> _Provided records_:
+ + + + +

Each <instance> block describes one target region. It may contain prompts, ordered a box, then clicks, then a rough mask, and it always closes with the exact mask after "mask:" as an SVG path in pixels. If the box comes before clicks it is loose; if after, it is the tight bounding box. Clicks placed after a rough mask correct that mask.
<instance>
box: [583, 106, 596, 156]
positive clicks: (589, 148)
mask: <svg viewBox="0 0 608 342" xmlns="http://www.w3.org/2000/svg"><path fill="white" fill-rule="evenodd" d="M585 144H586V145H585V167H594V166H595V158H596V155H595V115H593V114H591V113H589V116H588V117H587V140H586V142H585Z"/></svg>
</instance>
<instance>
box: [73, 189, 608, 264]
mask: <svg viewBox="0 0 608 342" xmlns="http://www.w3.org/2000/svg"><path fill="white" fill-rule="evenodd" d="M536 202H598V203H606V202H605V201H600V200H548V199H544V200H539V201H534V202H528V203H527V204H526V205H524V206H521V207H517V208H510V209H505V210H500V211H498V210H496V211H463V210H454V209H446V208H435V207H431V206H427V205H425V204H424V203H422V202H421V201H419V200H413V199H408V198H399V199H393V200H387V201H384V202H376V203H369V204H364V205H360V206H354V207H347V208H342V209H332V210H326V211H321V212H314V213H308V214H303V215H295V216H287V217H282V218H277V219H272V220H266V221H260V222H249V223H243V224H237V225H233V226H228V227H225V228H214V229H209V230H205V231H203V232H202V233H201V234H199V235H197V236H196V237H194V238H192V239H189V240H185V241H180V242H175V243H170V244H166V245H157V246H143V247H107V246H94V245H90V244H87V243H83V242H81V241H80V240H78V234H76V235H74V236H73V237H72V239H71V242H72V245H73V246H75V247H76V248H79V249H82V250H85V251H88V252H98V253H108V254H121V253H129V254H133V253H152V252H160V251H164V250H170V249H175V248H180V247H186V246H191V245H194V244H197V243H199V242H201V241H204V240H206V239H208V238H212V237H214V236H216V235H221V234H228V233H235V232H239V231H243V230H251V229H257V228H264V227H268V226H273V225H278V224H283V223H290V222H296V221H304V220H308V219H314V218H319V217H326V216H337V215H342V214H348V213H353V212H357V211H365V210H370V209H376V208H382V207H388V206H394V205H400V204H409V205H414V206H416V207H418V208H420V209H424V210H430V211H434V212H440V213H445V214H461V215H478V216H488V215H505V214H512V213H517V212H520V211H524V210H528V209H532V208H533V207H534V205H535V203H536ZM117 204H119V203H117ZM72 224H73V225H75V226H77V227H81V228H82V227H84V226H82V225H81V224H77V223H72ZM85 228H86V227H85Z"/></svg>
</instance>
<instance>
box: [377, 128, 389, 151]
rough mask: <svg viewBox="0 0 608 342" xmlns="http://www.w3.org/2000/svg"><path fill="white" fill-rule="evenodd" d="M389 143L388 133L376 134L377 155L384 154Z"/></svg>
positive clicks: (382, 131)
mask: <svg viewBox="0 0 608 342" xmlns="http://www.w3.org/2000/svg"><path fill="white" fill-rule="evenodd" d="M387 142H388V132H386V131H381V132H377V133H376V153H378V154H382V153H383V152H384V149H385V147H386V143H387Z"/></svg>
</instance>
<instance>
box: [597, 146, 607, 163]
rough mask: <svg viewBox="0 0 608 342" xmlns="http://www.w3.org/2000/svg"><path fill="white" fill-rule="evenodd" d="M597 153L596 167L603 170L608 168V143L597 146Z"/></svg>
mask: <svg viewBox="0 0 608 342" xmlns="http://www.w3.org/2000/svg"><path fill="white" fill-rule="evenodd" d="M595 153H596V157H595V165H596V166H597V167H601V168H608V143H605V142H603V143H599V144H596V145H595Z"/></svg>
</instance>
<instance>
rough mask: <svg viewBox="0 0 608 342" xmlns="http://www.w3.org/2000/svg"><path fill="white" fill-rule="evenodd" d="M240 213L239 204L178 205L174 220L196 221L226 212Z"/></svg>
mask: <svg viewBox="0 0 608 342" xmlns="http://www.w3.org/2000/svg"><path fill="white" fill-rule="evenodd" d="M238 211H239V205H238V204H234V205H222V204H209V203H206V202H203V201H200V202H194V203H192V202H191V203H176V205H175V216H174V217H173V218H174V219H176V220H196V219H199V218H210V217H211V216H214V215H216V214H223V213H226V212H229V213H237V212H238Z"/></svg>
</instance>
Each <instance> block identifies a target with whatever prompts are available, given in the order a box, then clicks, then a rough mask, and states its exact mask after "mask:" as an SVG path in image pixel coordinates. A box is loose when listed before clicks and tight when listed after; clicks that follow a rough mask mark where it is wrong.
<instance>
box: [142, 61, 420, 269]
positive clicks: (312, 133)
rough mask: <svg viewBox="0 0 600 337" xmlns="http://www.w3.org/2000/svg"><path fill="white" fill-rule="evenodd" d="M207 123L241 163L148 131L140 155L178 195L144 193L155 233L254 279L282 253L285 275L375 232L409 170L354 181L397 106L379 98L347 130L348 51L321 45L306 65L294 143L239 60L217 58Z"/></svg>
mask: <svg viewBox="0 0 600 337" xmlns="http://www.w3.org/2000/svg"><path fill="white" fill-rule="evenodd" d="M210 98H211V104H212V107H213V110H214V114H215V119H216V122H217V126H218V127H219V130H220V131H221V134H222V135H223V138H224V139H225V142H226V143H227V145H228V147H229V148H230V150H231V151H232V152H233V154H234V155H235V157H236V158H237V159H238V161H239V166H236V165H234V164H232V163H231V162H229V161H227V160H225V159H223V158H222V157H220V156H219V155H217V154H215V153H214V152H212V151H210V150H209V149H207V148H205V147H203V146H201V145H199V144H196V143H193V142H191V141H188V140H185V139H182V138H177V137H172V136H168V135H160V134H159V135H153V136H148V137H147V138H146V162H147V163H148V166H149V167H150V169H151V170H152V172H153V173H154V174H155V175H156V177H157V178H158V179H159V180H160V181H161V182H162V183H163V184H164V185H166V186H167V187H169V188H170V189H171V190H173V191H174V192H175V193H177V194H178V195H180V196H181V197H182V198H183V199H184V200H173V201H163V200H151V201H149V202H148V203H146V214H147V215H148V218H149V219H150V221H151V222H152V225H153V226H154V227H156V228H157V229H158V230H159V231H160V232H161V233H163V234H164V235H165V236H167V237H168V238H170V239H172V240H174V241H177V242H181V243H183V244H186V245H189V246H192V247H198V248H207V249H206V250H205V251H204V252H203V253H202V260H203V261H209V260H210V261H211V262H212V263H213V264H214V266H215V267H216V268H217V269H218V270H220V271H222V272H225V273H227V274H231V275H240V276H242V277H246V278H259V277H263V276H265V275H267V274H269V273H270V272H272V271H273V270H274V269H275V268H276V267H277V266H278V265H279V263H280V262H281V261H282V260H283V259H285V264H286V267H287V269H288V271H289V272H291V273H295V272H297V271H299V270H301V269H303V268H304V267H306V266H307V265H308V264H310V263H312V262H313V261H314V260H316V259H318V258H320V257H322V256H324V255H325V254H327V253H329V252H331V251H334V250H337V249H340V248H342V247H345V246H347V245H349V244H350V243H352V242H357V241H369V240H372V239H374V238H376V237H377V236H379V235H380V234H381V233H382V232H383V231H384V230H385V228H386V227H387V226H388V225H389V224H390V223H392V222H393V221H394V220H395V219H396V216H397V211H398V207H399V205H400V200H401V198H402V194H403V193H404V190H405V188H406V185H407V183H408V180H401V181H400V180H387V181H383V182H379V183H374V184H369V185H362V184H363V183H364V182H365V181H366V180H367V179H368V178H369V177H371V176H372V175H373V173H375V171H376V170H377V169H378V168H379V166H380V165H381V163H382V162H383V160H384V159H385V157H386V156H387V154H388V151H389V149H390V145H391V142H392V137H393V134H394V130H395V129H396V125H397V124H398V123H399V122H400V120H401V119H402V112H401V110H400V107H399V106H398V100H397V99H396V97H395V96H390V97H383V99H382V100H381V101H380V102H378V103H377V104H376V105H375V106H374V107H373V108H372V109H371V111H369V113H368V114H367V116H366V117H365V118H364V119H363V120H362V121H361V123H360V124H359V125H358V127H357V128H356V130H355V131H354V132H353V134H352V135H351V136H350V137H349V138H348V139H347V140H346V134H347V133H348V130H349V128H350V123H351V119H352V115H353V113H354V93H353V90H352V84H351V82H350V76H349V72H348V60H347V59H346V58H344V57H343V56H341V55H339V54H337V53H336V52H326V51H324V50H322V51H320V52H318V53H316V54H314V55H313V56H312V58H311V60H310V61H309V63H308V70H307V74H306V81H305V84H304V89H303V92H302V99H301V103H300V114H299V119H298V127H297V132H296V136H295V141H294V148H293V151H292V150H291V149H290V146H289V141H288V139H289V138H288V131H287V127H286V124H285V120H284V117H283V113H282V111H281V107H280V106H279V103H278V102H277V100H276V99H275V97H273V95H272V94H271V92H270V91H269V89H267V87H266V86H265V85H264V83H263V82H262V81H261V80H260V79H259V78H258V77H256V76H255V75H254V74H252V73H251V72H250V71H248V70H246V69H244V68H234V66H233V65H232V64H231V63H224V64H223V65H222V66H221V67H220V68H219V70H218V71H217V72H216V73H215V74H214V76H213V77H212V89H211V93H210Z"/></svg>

+ + + + +

> _What is being asked_:
Using the data above, tally each line that has the string "target" and report only the sum.

> _Response to the task_:
2